GIVEN REQUEST
Copy the listing from its start down through the line containing "[0,251,600,400]", changing "white sock" to "ankle sock" and leaving everything else as it is.

PROVIDED INFORMATION
☆ ☆ ☆ ☆
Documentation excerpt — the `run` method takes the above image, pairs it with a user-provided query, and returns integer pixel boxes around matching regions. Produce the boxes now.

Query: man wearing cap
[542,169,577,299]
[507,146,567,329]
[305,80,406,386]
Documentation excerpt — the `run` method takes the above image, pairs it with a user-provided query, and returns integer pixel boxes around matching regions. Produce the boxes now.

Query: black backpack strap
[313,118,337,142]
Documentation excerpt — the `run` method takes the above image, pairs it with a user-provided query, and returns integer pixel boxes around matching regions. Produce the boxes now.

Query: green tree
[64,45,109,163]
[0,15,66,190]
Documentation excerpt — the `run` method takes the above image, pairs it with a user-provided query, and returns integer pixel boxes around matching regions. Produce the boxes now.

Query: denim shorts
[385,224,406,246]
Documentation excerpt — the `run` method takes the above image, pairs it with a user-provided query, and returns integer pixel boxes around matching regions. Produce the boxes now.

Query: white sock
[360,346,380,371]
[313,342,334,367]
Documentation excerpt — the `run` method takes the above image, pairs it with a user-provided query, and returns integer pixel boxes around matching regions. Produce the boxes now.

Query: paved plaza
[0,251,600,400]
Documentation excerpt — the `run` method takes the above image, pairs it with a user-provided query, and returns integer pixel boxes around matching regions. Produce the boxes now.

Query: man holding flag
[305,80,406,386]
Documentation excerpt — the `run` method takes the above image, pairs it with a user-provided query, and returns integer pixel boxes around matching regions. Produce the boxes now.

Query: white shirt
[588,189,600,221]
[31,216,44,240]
☆ ☆ ☆ ☆
RESPONSE TO THE EXERCISE
Documentation excerpt — the `run` method takes the above image, pairs it with a user-provided query, and returns integer pixel boxes around matching regions. Produce the boxes now.

Query: man wearing cap
[542,169,577,299]
[507,146,567,329]
[305,80,406,386]
Documentation excerpt — the `run` method takes the above image, pairs it with a user-provided query, and returns integer pixel boxes around matching regions. Produce the boxes now.

Query: black backpack strap
[313,118,337,142]
Documentation excerpt — the `run` method takes the above image, pairs it with a user-provided query, and returns integer pixel boxes around matching regions. Produce the boxes now.

Query: green tree
[64,45,109,163]
[0,15,66,190]
Documentation excerpt — the `run` method takes the above image, pairs it with a user-provided query, and returns integer pixel boxes around matching regions. Produce the boxes now.

Query: denim shorts
[385,224,406,246]
Documentation excerpt — the `run` method takes the above image, pairs it with a user-provided query, and returns integer pixel boxes around matching regions. Produce the boxes now.

Query: ankle sock
[360,346,380,371]
[313,342,334,367]
Documentation excerpt — the `run` method takes the above image, pairs it with a user-provided query, and returns integer pixel boxes around matching regions. Produce the boxes now.

Query: paved plaza
[0,251,600,400]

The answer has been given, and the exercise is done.